[Start Given data]
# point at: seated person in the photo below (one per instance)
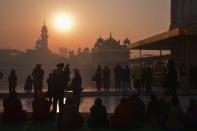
(153, 109)
(13, 109)
(98, 115)
(121, 115)
(41, 107)
(175, 115)
(191, 113)
(69, 117)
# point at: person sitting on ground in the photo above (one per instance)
(164, 103)
(175, 115)
(153, 109)
(137, 111)
(28, 83)
(122, 114)
(191, 114)
(69, 118)
(98, 115)
(41, 107)
(13, 111)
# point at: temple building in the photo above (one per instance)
(110, 51)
[End Given data]
## Exercise instructions
Express every line of the rows above as a Markdown table with the columns "No." and "Text", numbering the lines in order and leaving out blank lines and the pictures.

## Answer to the task
| No. | Text |
|---|---|
| 1 | # point at: seated person in the photo below (one per instance) |
| 2 | (153, 109) |
| 3 | (13, 109) |
| 4 | (98, 115) |
| 5 | (121, 115) |
| 6 | (41, 107) |
| 7 | (175, 115) |
| 8 | (191, 113) |
| 9 | (69, 117) |
| 10 | # point at: person sitting on ground in the photo above (one per instance) |
| 11 | (164, 103) |
| 12 | (175, 115) |
| 13 | (153, 109) |
| 14 | (137, 111) |
| 15 | (28, 83) |
| 16 | (122, 114) |
| 17 | (191, 114) |
| 18 | (69, 118) |
| 19 | (98, 115) |
| 20 | (41, 107) |
| 21 | (13, 111) |
| 22 | # point at: temple building in the photo above (one per instance) |
| 23 | (110, 51) |